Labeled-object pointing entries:
____________

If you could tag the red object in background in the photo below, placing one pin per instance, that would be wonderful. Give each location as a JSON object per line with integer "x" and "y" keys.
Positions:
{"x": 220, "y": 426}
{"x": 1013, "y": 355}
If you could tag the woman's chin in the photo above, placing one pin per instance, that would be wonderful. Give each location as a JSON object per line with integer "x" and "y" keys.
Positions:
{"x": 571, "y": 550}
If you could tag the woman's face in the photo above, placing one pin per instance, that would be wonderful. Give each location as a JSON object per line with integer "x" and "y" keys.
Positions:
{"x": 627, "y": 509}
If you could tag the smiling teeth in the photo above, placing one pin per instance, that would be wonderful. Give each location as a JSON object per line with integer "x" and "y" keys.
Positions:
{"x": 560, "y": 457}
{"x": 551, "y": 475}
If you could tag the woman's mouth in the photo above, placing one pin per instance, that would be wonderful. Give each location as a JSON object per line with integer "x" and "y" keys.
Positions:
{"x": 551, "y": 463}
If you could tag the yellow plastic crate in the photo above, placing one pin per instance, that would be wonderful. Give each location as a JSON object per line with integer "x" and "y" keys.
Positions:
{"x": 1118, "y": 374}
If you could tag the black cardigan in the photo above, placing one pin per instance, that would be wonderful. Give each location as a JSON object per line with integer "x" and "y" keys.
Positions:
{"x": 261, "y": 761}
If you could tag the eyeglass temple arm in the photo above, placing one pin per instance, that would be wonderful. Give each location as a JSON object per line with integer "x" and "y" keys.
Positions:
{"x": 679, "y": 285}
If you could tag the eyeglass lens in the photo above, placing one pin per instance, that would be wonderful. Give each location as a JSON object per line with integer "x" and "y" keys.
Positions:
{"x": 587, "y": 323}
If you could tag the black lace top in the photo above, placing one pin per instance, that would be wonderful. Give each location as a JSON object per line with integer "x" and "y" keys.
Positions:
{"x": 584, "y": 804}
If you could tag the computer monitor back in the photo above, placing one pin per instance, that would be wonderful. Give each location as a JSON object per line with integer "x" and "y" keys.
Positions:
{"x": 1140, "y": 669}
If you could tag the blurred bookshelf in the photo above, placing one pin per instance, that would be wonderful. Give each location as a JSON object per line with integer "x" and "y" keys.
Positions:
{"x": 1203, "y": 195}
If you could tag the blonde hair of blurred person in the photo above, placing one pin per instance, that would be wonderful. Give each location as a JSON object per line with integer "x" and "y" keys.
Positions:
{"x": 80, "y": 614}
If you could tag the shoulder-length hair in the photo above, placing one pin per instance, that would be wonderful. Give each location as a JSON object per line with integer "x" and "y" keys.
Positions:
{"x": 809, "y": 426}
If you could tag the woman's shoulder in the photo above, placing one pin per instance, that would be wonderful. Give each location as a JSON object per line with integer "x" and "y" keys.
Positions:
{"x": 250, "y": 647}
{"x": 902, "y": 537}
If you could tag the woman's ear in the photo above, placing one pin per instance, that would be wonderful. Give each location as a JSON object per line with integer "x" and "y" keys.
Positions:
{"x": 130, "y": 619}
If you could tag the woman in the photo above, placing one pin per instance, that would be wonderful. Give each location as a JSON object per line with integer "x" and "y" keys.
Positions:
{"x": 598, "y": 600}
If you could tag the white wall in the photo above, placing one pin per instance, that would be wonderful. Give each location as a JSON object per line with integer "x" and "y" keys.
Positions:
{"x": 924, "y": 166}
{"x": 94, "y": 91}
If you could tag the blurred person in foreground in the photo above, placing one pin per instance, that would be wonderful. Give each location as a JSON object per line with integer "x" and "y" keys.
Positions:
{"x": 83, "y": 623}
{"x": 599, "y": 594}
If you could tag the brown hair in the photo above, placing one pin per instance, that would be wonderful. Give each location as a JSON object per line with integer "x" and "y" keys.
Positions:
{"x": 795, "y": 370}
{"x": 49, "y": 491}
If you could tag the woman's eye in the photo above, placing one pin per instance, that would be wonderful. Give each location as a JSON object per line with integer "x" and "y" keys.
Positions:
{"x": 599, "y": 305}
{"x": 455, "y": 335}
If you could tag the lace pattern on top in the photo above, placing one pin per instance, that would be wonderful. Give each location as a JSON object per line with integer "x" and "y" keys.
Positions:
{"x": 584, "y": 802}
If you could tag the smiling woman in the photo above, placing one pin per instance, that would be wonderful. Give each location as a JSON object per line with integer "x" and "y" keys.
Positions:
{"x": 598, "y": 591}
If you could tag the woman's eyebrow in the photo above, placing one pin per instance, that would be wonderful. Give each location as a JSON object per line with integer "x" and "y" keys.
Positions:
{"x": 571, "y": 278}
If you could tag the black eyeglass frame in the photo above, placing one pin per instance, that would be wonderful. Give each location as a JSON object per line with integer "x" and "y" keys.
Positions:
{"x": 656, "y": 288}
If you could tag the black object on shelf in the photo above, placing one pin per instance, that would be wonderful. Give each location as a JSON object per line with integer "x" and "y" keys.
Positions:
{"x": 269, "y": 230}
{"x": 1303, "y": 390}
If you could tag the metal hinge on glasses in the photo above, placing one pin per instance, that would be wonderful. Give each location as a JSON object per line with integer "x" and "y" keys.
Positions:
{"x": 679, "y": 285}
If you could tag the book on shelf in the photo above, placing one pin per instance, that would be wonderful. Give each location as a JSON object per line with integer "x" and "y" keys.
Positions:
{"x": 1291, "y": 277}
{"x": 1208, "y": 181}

____________

_TASK INSTRUCTIONS_.
Reproduce the whole listing word for word.

_EXERCISE ANSWER_.
If you could tag the red object in background in the photo below, placing one pin per instance, that would be wonderful. Give each location as a JSON object per line with integer "x" and "y" keys.
Positions:
{"x": 220, "y": 426}
{"x": 1013, "y": 355}
If you could tag the woman's chin in the photo above, placing one pin per instance, that would be wonderful. Give each location as a JSON object per line with integer "x" and "y" keys.
Positions:
{"x": 571, "y": 550}
If you could tag the woman's face in the photo above, placing one pin per instance, that would be wonderful. Give each location as a JSON object per line with integer "x" and "y" keys.
Positions:
{"x": 627, "y": 509}
If you could tag the smiling teeth in the photo above, placing one pin per instance, that would be wonderful. Give each location as a JSON object per line with integer "x" and "y" keys.
Positions:
{"x": 560, "y": 457}
{"x": 551, "y": 475}
If you could tag the woman's mouth in the photo above, placing one pin per instance, that would be wonderful. Give each location as a JSON object per line with integer "x" and "y" keys.
Positions:
{"x": 551, "y": 463}
If you could tag the yellow plastic crate in the photo above, placing one pin per instance, that would be wonderful. Give each location as a JSON object per line with integer "x" and "y" keys.
Positions:
{"x": 1118, "y": 374}
If you could tag the black cardigan in the photo above, placing one pin per instance, that would be wonderful. Give each location as a JSON object per line with integer "x" and "y" keys.
Positions:
{"x": 261, "y": 761}
If you could tag the eyeglass temple arm in the photo above, placing one pin per instance, that would be wonderful. Give each location as a JSON object per line with integer "x" and "y" keys.
Positions:
{"x": 679, "y": 285}
If you could tag the eyeglass lens in the photo above, placing one pin per instance, that would be wonderful. Give each location as a JSON object per line with integer "x" and "y" keys.
Positions:
{"x": 587, "y": 323}
If you could tag the black lace top in the photo above, placing one pin per instance, that would be wonderful. Give each location as a JSON object per line with integer "x" and "y" keys.
Positions:
{"x": 584, "y": 804}
If you could tag the computer monitor back in the photo above, placing one pin per instance, that would be wonderful. Give each location as a JSON object per line with integer "x" and "y" keys.
Positions:
{"x": 1140, "y": 669}
If you could tag the blurred bookshelf in the photo above, placing one pin per instance, that would be wonderful. Give each location as a JSON object per line with integer "x" and "y" keys.
Positions:
{"x": 1203, "y": 195}
If you could tag the blonde hair of blurred person in the photo above, placing one pin per instance, that would be wonderful. Give each location as a JSON object per line with integer "x" and "y" keys.
Positions:
{"x": 80, "y": 614}
If you could tag the shoulder-length hair in the photo above, placing one pin per instance, that would be wonderful. Give each location as a JSON object per line with integer "x" and "y" keys.
Positions:
{"x": 809, "y": 426}
If you could tag the woman's shoulder in the photo above, placing one pin per instance, that would be wonderful. Give each location as a JSON object per line with integer "x" and "y" keys.
Positions:
{"x": 250, "y": 647}
{"x": 902, "y": 537}
If you could tag the woman's ear in the photo above, placing one pin per instance, that would be wonderful. Give each location as a JSON object per line with integer "x" and "y" keys.
Positions:
{"x": 130, "y": 619}
If you could tag the woman in the photo above, placing one pin per instance, that would be wonderful. Give each location as a JSON object per line with integer "x" and "y" keys.
Positions:
{"x": 598, "y": 600}
If you could tag the white wall in the photo above, placing one pin per instance, that would be wonderful. Give each location as a JSON object per line with integer "x" and "y" keys.
Positions:
{"x": 924, "y": 166}
{"x": 94, "y": 91}
If you could tag the blurred person in foreground in the photo above, placing one pin per instance, that would be wonderful. Give each location as a JSON object per line with integer "x" and "y" keys.
Positions:
{"x": 83, "y": 623}
{"x": 599, "y": 594}
If you could tag the brown hair in the photo above, placing one pin per instance, that would be wonderful. Give each location as a JSON object per line with integer "x" and "y" keys.
Positions:
{"x": 795, "y": 370}
{"x": 49, "y": 491}
If you could tag the woman's eye in the photo above, placing one pin per instance, that would be wonderful. Give each location as a JSON object per line with integer "x" and "y" keys.
Positions:
{"x": 599, "y": 305}
{"x": 455, "y": 335}
If you could tag the lace pattern on top in the photo above, placing one pin per instance, that would be wonderful. Give each location as a JSON object per line with integer "x" and "y" keys.
Positions:
{"x": 584, "y": 802}
If you could tag the smiling woman in the photo above, placing one pin per instance, that would be wonderful. Give each location as a JSON object per line with integer "x" and "y" keys.
Positions:
{"x": 598, "y": 591}
If you could tag the woman's eyebrow in the photo above, placing one pin per instance, that would be wonderful. Give each location as a JSON object per line with integer "x" and "y" keys.
Positions:
{"x": 571, "y": 278}
If you could tag the black eyeglass frame in the photo above, placing one pin per instance, that would be wonderful. Give each location as a JSON object per line with integer "x" and "y" keys.
Positions:
{"x": 656, "y": 288}
If you could tag the black object on shelf in the photo above, placing one pin per instance, that would be wonderful. Give each location as a JSON object per line with integer "x" and "y" keys.
Positions:
{"x": 269, "y": 230}
{"x": 1303, "y": 390}
If you could tag the metal hinge on glasses in the photo above, placing one pin per instance, that would be wonderful. Give each location as a JSON object per line with integer "x" and "y" keys.
Positions:
{"x": 679, "y": 285}
If you could tag the book on shelf in the photo above, placing one pin per instance, that would be wonderful. Give each location as a JSON object per line with integer "x" and "y" keys.
Positions:
{"x": 1291, "y": 277}
{"x": 1208, "y": 181}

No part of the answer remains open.